After the unmasked CLEF HIPE 2020 test data had been published, we
computed the coverage of our per language knowledge bases, i.e., the percentage
of Wikidata entity IDs (NEL-LIT) in the test data that actually can be found
in the corresponding knowledge base. That percentage is an upper bound on
the systems performance. As you can see in table 2, the coverage is similar for
German and French (roughly 70%) whereas it is significantly worse for English
(roughly 50%).
3.2 Entity Lookup Index
After the knowledge bases have been established, for each of them an entity
lookup index is created by computation of BERT embeddings of the page titles
of the identified PER, LOC and ORG Wikipedia pages. The BERT embeddings
are obtained from a combination of different layers of the evaluation model (see
chapter 4). The embedding vectors of the tokens of the page titles are stored in
an approximative nearest neighbour (ANN) index [2]. We use cosine similarity as
distance measure and the ANN index uses 100 random projection search trees.
There are separate ANN indices per supported language and per supported
entity category.

**Recorded information**

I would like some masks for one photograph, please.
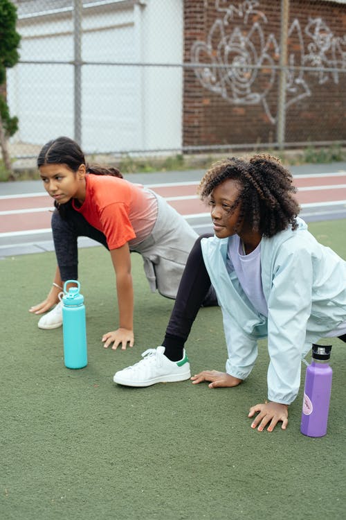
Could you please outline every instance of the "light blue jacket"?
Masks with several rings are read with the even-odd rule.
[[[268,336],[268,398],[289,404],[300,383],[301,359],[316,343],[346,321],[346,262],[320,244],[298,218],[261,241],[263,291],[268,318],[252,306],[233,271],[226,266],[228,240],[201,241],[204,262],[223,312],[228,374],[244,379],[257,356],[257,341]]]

**Written instruction A**
Answer from the entity-linking passage:
(i) What was the approximate coverage for German and French?
(ii) Which distance measure is used?
(iii) How many random projection search trees does the ANN index use?
**Written instruction B**
Echo the entity-linking passage from "3.2 Entity Lookup" up to and including "entity category.".

**Full response A**
(i) Roughly 70%
(ii) Cosine similarity
(iii) 100

**Full response B**
3.2 Entity Lookup Index
After the knowledge bases have been established, for each of them an entity
lookup index is created by computation of BERT embeddings of the page titles
of the identified PER, LOC and ORG Wikipedia pages. The BERT embeddings
are obtained from a combination of different layers of the evaluation model (see
chapter 4). The embedding vectors of the tokens of the page titles are stored in
an approximative nearest neighbour (ANN) index [2]. We use cosine similarity as
distance measure and the ANN index uses 100 random projection search trees.
There are separate ANN indices per supported language and per supported
entity category.